Recorded data
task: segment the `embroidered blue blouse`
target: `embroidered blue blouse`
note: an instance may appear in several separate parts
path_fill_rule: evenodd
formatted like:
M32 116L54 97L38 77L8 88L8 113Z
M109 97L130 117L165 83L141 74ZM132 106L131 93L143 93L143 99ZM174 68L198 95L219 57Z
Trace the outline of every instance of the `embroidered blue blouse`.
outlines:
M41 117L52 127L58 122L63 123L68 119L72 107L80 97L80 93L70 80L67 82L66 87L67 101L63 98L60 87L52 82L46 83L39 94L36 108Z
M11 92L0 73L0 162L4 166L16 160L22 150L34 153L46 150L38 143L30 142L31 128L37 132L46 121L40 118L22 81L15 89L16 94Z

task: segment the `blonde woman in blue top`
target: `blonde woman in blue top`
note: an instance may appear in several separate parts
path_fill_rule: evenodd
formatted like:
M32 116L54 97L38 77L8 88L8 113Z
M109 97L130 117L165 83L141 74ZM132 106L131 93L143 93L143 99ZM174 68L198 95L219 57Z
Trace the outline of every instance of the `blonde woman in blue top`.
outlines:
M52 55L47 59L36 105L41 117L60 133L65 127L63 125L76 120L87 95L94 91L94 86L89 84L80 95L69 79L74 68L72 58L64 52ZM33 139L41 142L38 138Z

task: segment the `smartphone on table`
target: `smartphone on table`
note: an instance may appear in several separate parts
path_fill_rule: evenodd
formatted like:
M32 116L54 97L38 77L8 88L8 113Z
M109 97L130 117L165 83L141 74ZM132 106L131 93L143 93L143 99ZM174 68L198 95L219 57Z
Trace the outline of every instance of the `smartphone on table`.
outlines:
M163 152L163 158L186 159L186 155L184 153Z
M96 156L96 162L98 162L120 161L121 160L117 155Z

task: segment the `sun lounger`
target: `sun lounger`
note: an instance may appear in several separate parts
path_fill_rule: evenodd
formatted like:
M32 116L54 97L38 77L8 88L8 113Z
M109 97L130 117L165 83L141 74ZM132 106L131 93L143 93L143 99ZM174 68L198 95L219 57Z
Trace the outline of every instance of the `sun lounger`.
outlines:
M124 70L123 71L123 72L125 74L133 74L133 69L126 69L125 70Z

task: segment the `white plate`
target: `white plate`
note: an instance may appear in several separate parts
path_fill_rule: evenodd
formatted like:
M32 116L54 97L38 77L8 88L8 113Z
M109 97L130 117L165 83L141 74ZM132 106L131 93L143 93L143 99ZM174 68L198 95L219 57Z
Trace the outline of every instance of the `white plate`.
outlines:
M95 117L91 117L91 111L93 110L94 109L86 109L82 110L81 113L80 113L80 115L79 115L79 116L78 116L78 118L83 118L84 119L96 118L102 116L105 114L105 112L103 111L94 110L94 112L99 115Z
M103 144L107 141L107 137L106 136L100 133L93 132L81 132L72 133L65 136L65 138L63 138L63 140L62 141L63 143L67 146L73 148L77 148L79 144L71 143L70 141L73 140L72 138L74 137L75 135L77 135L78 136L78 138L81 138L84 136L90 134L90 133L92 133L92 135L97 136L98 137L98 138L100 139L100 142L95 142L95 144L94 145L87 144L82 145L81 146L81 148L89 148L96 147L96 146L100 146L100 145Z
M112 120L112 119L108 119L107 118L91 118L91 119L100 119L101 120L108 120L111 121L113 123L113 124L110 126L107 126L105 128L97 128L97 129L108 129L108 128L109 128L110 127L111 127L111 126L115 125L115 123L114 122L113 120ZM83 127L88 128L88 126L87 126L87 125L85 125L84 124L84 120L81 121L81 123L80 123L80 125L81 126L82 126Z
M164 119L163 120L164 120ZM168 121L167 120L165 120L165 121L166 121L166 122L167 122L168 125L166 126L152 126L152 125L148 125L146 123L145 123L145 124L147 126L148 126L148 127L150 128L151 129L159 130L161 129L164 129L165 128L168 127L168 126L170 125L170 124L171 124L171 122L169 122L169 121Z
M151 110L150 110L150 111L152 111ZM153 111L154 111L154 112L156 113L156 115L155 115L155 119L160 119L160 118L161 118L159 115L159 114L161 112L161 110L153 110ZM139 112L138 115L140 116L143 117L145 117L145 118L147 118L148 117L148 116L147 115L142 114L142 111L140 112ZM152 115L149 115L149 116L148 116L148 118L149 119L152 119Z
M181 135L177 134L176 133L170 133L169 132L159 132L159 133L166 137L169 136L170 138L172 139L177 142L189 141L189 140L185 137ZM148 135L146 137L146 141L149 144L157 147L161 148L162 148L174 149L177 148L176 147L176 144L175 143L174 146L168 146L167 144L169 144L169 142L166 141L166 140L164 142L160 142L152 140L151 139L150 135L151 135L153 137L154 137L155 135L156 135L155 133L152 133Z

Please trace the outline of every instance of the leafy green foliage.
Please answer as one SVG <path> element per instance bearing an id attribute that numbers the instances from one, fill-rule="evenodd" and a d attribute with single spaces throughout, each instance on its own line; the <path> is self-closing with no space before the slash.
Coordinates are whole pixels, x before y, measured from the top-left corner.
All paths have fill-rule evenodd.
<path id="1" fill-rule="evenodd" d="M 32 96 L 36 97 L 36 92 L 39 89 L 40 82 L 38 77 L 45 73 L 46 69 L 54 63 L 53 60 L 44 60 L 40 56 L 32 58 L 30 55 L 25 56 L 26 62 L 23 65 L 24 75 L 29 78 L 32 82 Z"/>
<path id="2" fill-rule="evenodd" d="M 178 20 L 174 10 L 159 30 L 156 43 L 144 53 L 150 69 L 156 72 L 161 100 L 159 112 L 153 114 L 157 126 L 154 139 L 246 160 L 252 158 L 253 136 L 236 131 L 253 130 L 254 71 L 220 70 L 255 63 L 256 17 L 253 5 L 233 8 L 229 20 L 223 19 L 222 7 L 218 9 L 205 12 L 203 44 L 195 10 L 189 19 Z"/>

THE PROBLEM: Print the data from its first line through the line containing "M11 92L0 73L0", both ends included, reproducing each line verbatim.

SOLUTION FOR THIS PROBLEM:
task: segment the `embroidered blue blouse`
target: `embroidered blue blouse`
note: an instance may appear in several separate parts
path_fill_rule: evenodd
formatted like:
M32 116L54 97L38 77L8 88L8 113Z
M109 97L130 117L165 83L141 74ZM132 106L131 93L143 93L143 99ZM174 68L198 95L219 57Z
Trace the outline of every instance of the `embroidered blue blouse`.
outlines:
M41 117L52 127L58 122L63 123L68 119L72 107L80 97L80 93L70 80L67 82L66 87L67 101L63 98L60 87L52 82L46 83L39 94L36 108Z
M11 92L0 73L0 162L4 166L16 160L22 150L34 153L46 150L38 143L30 142L31 128L37 132L46 121L40 118L22 81L15 89L16 94Z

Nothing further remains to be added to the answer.